■ **Your goal**
Copy each line below exactly and leave the pictures out.

[A run of records]
++++++++

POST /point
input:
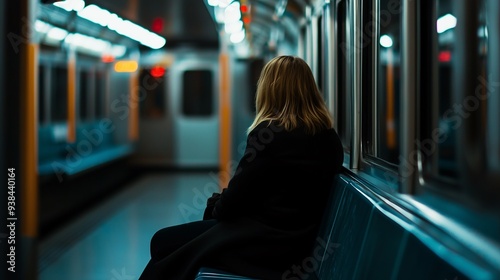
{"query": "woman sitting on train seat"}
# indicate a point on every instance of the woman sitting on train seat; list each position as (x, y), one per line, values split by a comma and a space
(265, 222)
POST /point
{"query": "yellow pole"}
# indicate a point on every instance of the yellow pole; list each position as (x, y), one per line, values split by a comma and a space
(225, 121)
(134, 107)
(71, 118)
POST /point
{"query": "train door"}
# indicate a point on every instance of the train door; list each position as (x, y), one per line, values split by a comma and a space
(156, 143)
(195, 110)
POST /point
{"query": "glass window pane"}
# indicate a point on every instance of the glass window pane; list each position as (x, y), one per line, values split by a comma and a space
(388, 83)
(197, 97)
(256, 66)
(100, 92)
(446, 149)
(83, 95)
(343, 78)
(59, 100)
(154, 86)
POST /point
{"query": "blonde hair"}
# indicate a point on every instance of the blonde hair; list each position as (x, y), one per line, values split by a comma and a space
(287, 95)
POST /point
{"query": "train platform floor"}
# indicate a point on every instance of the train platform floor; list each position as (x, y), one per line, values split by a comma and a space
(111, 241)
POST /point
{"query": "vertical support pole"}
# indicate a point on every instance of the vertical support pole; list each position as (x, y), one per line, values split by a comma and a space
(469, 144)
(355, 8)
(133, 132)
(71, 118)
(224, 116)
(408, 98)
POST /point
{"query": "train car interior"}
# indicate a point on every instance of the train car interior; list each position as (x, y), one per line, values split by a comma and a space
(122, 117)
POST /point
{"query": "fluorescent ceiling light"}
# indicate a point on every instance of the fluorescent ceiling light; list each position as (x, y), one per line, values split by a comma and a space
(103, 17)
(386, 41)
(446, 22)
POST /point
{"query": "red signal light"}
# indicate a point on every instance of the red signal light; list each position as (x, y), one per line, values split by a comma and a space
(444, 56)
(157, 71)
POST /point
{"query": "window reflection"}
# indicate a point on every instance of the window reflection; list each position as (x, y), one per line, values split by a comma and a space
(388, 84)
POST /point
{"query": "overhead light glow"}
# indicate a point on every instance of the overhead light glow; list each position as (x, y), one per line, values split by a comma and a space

++++++++

■ **Exercise result**
POST /point
input:
{"query": "woman sitting on train seat"}
# indicate a point on every instance of the woman sitting on train seat; list each position as (x, y), one per line, values split by a comma and a space
(265, 222)
POST /point
{"query": "yellow pole"}
# indicate a point on every instance of the yellow pole; list each position as (x, y), one per line, values split by a comma and a space
(225, 121)
(134, 107)
(71, 118)
POST /point
{"query": "train door"}
# indicate a point on every instance of the train door; list each position as (x, y), one per line, values split by a comma and a space
(156, 143)
(195, 110)
POST /point
{"query": "glass window pane"}
# indicate a point on every instance of the glass window pane; list each position as (x, y), one per line, values split by a comma and a space
(388, 83)
(197, 97)
(256, 66)
(100, 92)
(446, 149)
(83, 95)
(343, 78)
(59, 100)
(154, 86)
POST /point
{"query": "blonde hair"}
# indicate a point on every instance of the blonde hair; list each position as (x, y), one per line, values split by a comma and a space
(287, 95)
POST /point
{"query": "train platform floor"}
# indicate a point on every instance of the train platform floor; list each position as (x, y), one per line, values split by a comma and a space
(111, 241)
POST /point
{"query": "vertical support pole"}
# indicate a point on every instance of the vertical support pole; list each position as (x, y), one per line, values split by a comma and a space
(469, 144)
(355, 8)
(133, 132)
(71, 118)
(224, 116)
(408, 98)
POST /point
{"query": "train car interior"}
# indicate a point on every instance of the train car interior; list each position as (x, y), one per line, values split by a comma and a space
(122, 117)
POST /point
{"query": "fluorescent ceiling light"}
# indicate a point on every instance of the fluorescent ceiling light; list each position as (x, y), one per line, values split by a comma and a space
(103, 17)
(386, 41)
(446, 22)
POST /point
{"query": "red signal light"}
# indicate a point on every instance of the red signal light; list each position as (x, y), one per line, values split by a comma and a space
(444, 56)
(157, 71)
POST /point
{"query": "window reflection"}
# indicate a point on every instance of the window reflection; list each position as (x, y), one per line, values split by a comma and a space
(388, 84)
POST /point
{"query": "overhead light glow"}
# indicate a point on every instance of the overhead light glow; list each position as (x, y), one per line, values split by a comma and a space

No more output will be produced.